# YOUR INSTRUCTIONS
Identify every line in the records below that contains the word "veil", and copy each such line in full.

# DATASET RECORDS
"""
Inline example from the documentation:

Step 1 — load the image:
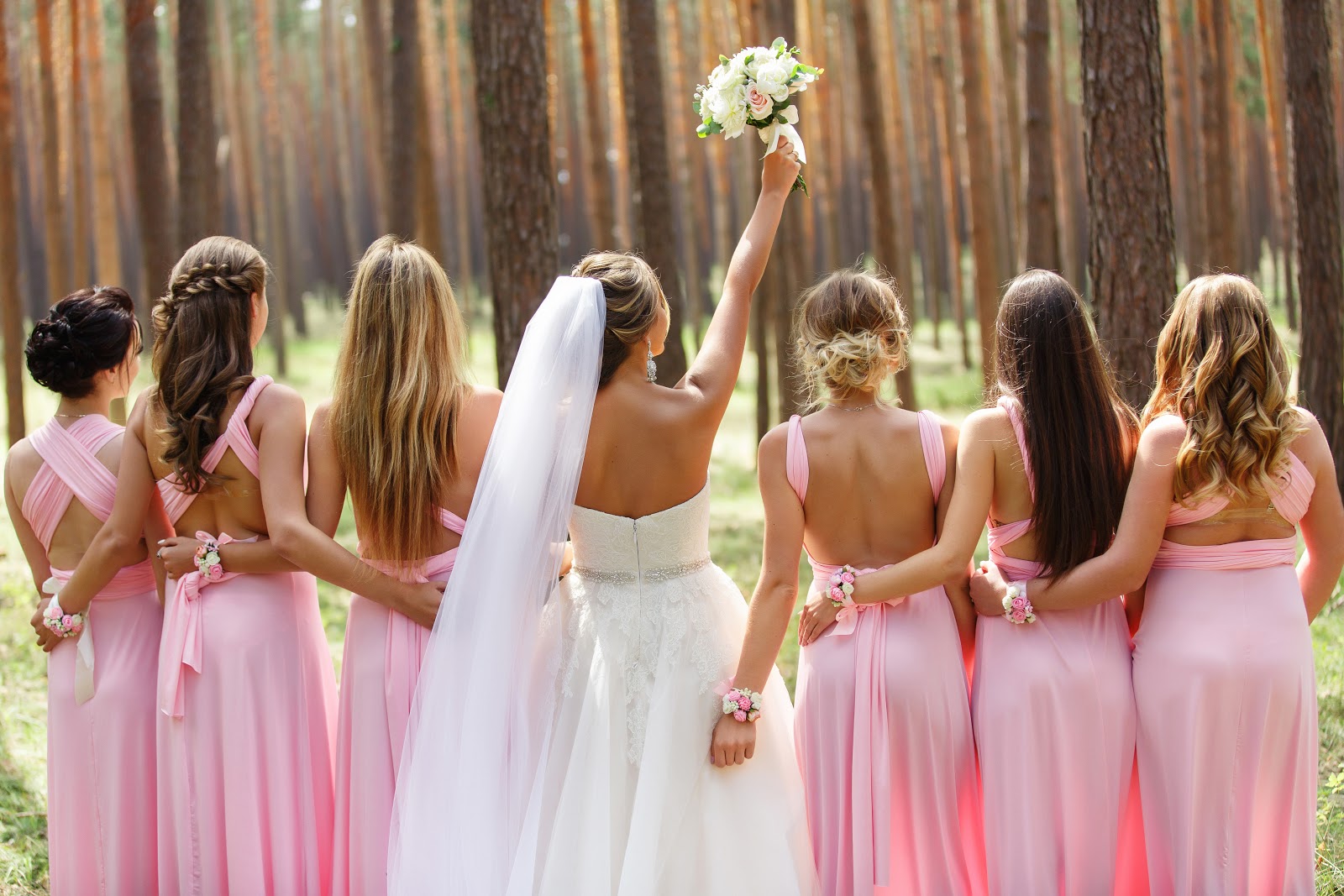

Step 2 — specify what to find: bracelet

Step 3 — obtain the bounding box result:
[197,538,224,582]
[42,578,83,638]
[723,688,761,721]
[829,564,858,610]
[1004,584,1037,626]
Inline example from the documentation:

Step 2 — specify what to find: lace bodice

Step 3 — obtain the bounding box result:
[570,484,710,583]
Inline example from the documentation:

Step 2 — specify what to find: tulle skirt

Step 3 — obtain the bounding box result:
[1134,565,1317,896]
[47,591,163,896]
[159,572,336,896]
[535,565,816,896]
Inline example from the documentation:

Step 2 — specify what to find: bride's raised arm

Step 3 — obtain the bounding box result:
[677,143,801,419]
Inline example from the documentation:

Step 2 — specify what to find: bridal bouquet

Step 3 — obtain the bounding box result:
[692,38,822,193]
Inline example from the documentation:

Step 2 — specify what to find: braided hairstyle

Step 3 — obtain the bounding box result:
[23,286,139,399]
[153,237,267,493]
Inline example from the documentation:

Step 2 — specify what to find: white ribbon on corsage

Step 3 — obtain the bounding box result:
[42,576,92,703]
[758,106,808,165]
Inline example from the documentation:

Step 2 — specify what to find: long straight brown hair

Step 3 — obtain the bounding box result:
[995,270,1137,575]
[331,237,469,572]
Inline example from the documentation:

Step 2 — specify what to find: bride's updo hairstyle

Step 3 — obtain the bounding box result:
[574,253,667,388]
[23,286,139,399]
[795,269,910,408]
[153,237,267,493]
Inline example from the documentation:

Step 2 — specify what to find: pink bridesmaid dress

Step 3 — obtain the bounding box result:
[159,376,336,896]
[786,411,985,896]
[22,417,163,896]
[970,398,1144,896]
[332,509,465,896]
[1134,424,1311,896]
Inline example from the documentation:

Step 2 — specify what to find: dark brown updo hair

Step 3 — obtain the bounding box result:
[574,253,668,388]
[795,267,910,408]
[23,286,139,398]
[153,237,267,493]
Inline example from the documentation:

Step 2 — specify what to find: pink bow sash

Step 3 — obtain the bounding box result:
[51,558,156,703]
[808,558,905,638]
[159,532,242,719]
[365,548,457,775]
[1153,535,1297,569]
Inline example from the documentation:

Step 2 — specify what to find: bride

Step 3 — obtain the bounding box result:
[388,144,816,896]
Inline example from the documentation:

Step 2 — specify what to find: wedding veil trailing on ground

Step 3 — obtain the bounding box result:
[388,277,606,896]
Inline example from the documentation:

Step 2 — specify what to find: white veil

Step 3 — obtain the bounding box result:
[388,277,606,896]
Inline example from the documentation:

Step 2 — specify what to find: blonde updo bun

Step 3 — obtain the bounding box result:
"""
"""
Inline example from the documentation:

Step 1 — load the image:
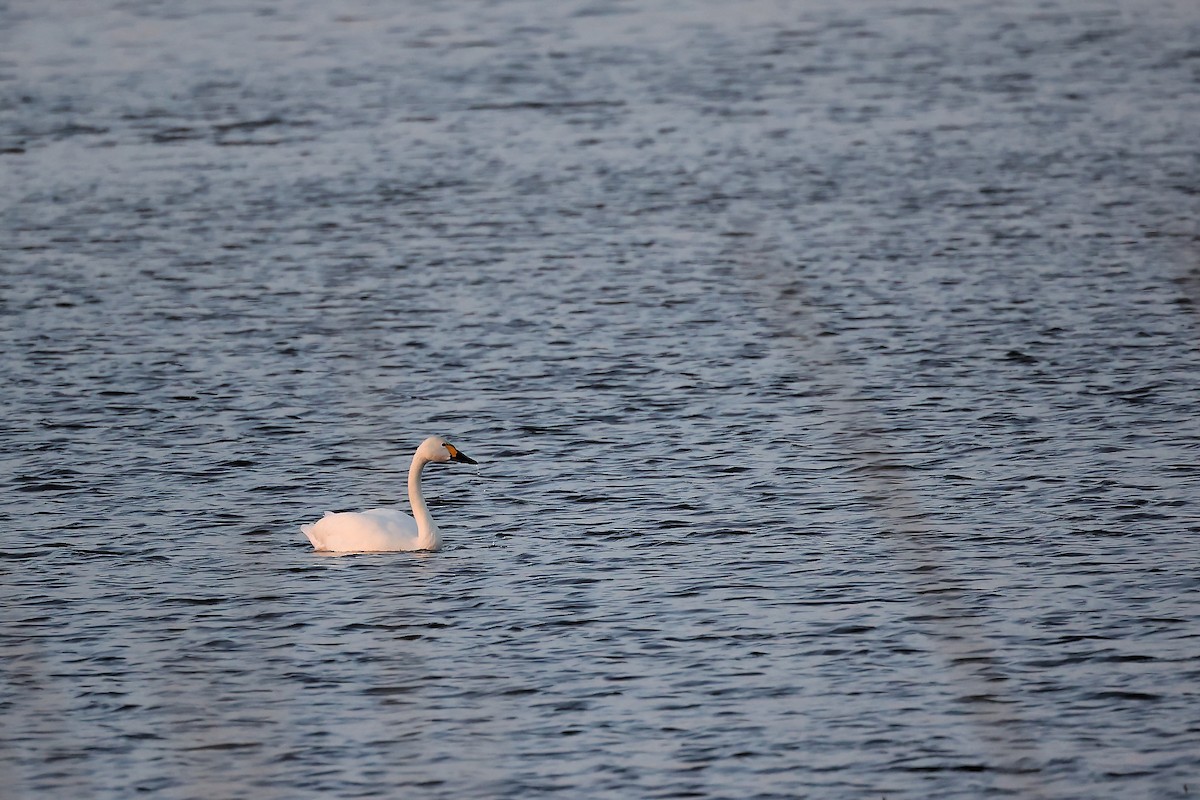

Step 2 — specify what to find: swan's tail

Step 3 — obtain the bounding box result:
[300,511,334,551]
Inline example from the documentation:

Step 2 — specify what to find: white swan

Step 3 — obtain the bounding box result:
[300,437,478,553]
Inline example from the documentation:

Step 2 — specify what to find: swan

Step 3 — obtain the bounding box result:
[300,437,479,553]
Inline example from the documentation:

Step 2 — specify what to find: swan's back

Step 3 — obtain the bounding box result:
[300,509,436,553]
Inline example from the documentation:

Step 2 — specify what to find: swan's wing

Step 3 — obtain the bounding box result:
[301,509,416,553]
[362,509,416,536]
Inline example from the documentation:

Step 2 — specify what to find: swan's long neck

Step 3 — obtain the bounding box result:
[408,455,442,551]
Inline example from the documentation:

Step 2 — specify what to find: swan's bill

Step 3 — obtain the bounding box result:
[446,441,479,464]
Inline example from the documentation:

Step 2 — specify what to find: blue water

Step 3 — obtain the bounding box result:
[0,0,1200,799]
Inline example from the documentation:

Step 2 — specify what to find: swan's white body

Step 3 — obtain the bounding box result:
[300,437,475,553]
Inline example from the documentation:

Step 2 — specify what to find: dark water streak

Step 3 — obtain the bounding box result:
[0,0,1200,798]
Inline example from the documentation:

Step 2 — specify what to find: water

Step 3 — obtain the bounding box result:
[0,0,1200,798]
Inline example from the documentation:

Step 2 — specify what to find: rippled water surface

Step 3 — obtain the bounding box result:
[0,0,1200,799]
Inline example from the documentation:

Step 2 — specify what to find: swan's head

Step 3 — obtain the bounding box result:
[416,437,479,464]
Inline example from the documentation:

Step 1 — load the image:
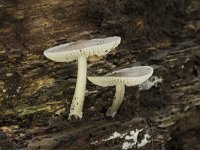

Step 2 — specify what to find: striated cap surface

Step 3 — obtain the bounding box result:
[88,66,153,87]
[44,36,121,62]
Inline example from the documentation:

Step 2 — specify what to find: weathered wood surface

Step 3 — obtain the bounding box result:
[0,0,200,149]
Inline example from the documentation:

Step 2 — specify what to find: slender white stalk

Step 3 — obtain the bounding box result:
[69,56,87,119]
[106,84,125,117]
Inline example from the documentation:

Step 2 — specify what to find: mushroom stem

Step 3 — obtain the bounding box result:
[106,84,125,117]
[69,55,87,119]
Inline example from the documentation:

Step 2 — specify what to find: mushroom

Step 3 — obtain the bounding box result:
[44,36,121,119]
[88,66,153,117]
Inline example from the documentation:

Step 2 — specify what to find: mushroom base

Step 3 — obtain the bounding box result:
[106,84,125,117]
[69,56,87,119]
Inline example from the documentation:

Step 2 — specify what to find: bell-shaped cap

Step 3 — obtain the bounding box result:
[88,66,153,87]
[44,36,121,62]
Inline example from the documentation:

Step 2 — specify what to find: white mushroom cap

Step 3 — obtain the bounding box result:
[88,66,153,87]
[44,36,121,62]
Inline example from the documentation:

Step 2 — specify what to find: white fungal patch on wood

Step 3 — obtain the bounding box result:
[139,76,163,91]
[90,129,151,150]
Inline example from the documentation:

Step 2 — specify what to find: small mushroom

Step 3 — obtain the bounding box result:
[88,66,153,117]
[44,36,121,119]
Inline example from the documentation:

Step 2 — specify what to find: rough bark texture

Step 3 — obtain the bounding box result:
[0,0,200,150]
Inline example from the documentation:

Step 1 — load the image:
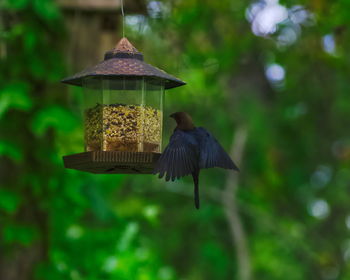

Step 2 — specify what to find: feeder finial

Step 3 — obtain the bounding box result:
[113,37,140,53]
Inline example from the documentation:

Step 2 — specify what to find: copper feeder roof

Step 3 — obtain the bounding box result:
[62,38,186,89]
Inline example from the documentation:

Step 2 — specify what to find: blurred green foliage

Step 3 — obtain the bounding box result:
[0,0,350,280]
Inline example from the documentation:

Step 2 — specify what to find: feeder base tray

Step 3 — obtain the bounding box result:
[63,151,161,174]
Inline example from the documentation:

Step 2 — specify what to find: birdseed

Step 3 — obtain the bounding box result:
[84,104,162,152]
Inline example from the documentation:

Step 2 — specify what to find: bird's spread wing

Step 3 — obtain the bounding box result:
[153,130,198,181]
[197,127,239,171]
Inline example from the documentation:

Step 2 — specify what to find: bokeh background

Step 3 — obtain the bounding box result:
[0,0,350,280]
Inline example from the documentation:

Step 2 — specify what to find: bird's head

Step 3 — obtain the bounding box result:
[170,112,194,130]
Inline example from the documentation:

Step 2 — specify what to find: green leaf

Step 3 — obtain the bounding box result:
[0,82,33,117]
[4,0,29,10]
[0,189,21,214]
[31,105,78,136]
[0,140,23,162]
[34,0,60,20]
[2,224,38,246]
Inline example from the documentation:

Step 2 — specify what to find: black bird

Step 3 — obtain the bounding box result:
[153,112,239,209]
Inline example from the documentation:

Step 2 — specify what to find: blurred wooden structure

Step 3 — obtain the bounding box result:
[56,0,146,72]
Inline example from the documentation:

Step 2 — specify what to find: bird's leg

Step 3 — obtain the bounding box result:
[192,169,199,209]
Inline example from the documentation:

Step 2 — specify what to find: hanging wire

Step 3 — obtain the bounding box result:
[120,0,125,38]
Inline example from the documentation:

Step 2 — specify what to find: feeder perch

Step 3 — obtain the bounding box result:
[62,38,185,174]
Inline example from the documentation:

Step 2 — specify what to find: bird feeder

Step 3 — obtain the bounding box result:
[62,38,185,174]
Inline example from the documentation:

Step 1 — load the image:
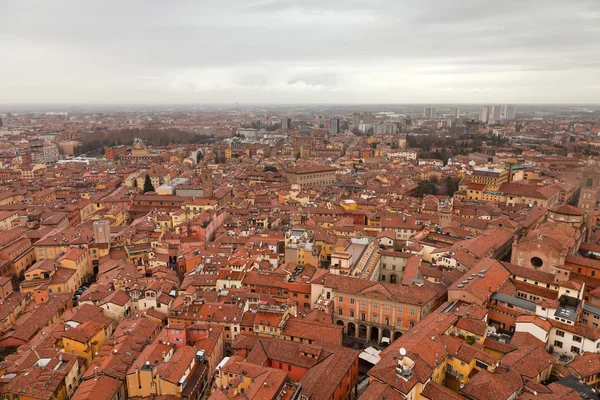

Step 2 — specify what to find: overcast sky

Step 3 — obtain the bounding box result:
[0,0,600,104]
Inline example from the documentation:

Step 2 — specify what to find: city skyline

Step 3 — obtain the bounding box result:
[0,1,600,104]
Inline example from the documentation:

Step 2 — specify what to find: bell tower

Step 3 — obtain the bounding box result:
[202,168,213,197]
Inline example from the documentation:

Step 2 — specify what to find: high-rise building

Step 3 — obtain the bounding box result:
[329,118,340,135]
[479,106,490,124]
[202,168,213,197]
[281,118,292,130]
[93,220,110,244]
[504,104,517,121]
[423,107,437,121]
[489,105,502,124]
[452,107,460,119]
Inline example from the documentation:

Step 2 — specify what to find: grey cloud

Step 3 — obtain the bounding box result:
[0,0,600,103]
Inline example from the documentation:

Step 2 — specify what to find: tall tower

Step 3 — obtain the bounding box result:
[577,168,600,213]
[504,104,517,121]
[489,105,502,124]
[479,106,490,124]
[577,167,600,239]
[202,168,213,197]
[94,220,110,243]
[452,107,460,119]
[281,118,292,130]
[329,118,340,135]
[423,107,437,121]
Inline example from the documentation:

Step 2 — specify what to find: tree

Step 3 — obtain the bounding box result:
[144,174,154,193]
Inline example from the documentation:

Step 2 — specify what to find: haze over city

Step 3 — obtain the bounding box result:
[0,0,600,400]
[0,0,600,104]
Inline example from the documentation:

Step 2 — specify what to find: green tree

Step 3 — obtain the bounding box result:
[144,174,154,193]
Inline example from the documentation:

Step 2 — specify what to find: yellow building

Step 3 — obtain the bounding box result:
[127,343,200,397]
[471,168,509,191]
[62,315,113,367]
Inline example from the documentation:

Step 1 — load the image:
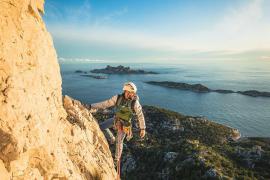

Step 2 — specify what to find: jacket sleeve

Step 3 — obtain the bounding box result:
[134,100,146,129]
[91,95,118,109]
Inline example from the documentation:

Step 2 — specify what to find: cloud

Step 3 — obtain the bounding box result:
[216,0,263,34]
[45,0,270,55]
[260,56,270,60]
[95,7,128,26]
"""
# WRITTEN SOLUTION
Step 2 — specify what to find: wedding veil trailing on ground
Step 2 — specify what to find: white veil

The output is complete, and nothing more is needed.